(Problem requirements)
Find every line of the records that has "decal" and return it.

(Records supplied)
= = = = =

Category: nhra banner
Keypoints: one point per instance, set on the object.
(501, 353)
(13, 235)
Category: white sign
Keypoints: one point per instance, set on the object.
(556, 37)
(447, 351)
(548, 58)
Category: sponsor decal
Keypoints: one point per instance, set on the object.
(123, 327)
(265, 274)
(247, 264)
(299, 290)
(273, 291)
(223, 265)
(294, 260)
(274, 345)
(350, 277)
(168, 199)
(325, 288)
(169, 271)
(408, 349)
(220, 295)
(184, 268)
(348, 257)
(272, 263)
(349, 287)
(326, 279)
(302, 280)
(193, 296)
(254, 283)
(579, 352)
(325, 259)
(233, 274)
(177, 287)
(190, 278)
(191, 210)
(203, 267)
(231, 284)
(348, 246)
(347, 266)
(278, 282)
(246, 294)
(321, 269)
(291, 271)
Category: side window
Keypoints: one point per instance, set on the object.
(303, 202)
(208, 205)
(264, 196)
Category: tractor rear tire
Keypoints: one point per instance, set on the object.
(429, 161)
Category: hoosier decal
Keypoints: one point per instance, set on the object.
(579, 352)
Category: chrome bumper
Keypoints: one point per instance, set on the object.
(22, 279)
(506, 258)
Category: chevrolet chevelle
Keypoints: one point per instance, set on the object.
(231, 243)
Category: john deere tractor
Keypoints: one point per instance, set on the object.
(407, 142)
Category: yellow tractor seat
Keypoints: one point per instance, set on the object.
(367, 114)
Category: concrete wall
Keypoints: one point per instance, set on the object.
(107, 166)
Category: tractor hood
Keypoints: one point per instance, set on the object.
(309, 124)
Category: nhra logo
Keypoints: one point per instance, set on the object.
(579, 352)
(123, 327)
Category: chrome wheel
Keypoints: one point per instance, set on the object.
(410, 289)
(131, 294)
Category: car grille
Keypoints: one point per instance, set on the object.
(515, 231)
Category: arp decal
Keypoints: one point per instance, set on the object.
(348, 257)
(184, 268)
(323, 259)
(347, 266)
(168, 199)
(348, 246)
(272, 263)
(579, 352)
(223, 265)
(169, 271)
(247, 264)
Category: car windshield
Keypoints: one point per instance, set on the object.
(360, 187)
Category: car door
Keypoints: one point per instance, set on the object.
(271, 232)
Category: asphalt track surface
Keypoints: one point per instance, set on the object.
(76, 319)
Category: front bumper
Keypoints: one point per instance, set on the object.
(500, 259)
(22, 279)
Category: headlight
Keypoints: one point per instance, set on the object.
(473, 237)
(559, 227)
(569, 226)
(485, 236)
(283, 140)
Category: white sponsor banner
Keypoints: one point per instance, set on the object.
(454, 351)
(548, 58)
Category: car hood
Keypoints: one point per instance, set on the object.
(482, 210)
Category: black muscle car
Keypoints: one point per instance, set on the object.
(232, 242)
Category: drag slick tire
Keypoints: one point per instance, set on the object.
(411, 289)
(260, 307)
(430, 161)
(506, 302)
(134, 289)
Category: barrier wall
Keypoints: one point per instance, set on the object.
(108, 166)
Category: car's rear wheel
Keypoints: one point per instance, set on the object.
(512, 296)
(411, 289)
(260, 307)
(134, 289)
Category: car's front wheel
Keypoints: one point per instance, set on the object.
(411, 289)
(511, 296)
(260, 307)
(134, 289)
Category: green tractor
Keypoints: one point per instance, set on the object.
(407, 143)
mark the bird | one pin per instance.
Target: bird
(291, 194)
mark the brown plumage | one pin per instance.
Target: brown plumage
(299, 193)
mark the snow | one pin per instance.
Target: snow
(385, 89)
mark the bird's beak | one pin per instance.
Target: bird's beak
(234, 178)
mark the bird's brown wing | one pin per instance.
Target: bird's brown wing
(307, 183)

= = = = =

(The completed task)
Category: sponsor decal
Category: hoosier decal
Category: arp decal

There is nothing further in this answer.